··· DOCUMENT SECTION ···

4.4.1 Comparison and Analysis of Ontology Matching Methods

We utilize the same data partitioning method as the baseline model. For unsupervised matching tasks, the dataset is divided into a test set and a validation set according to the ratio of 9:1. The experimental results are shown in Tables 2–4. For the semi-supervised matching task, the dataset is divided into test, training, and validation sets according to the ratio of 7:2:1. The experimental results are shown in Tables 5–7.

images

From Tables 2–7, it can be seen that OM-GGAT has certain advantages in two matching tasks on the three datasets. Specifically, the MRR and Hits@1 values of the OMIM-ORDO dataset are ranked first, and the Hits@5 and Hits@10 values are ranked second. Then, the four metrics of the NCIT-DOID dataset are better than Word2Vec+RF and OWL2Vec*+RF methods, and the four metrics of the SNOMED-NCIT dataset are better than Word2Vec+RF methods. In general, OM-GGAT can effectively improve the efficiency of ontology matching and provide solutions for knowledge fusion. The reasons for the experimental results are analyzed as follows:

(1) Analyzing the characteristics of the method. ① Word2Vec and OWL2Vec* methods mainly consider the semantic features of concepts and do not make full use of the concept hierarchy of ontology to find the corresponding relationship between concepts. Therefore, OM-GGAT has great advantages. ② BERTSubs (IC) method uses the BERT model to learn the semantic and structural features of concepts, which has a stronger semantic understanding ability and higher performance than traditional language models. Therefore, the BERTSubs (IC) method achieves better results in the matching tasks of both NNCIT-DOID and SNOMED-NCIT datasets. ③ OM-GGAT effectively exploits implicit semantic relations between concepts by embedding path information related to the concepts. Meanwhile, it leverages the word embedding model to maximize the learning of semantic embedding representations of concepts. Furthermore, OM-GGAT employs the GAT model to learn the graph node information in the ontology, which is able to assign different attention weights to each neighbor node of the concept, and thus adaptively aggregates the structural features of neighboring nodes. Compared to Word2Vec and OWL2Vec* methods, OM-GGAT has the advantage that it is able to utilize both semantic and structural features of the ontology, and its matching results are superior to them.

··· EXERCISE DATA ···

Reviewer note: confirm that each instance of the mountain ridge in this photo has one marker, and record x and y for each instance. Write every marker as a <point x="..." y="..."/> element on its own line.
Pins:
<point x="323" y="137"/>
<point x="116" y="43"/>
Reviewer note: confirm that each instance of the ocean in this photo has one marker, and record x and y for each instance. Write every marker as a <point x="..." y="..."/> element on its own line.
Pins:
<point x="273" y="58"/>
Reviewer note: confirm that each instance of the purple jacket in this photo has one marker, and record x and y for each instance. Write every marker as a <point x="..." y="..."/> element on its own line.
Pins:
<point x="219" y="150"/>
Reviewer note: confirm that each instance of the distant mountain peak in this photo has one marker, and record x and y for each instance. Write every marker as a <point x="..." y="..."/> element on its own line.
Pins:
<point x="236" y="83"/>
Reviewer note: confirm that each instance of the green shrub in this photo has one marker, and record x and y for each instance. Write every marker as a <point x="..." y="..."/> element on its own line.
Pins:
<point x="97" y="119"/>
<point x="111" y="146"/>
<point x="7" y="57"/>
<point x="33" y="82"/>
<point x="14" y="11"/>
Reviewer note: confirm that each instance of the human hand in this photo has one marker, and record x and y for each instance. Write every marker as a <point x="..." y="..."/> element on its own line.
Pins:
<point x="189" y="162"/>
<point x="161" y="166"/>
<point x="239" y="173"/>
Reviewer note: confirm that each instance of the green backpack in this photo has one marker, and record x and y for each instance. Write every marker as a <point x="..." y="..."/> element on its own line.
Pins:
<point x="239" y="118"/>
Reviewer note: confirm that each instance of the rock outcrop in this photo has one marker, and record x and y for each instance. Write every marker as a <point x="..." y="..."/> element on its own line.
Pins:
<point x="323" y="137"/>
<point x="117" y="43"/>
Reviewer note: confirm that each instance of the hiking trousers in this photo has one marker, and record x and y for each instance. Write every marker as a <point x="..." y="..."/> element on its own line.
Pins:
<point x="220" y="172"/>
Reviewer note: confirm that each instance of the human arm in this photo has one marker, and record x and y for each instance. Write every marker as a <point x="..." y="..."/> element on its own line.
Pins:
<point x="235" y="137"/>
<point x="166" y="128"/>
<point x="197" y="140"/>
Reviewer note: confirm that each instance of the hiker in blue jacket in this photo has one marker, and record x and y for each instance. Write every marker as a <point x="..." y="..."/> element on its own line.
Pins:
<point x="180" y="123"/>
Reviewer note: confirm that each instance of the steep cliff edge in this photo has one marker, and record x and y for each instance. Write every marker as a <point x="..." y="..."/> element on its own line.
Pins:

···

_REQUIRED ACTION 1_
In the ontology matching section, what ratio is used to divide the dataset for the semi-supervised matching task?
_REQUIRED ACTION 2_
Continue the ontology matching section from the point where it stops.

_OUTPUT 1_
7:2:1, into test, training, and validation sets.

_OUTPUT 2_
(2) Analyzing the characteristics of the dataset. ① The maximum depth of the concept in the OMIM ontology is 2, that is, the structure is relatively simple. Therefore, OM-GGAT’s Hits@5 value in the matching result of the OMIM-ORDO dataset in Table 2 is only 0.9% higher than that of the OWL2Vec*+RF method. ② The structure of NCIT and DOID ontology is relatively more complex and complete, and OM-GGAT has seen some performance improvement in the matching task of NCIT-DOID dataset. ③ The concept hierarchy of SNOMED and NCIT ontology can divide semantically similar concepts into the same level, which is helpful for OM-GGAT to learn the structural features of ontology better. This indicates that the OM-GGAT method has certain advantages when the concept hierarchy of the ontology is relatively complete.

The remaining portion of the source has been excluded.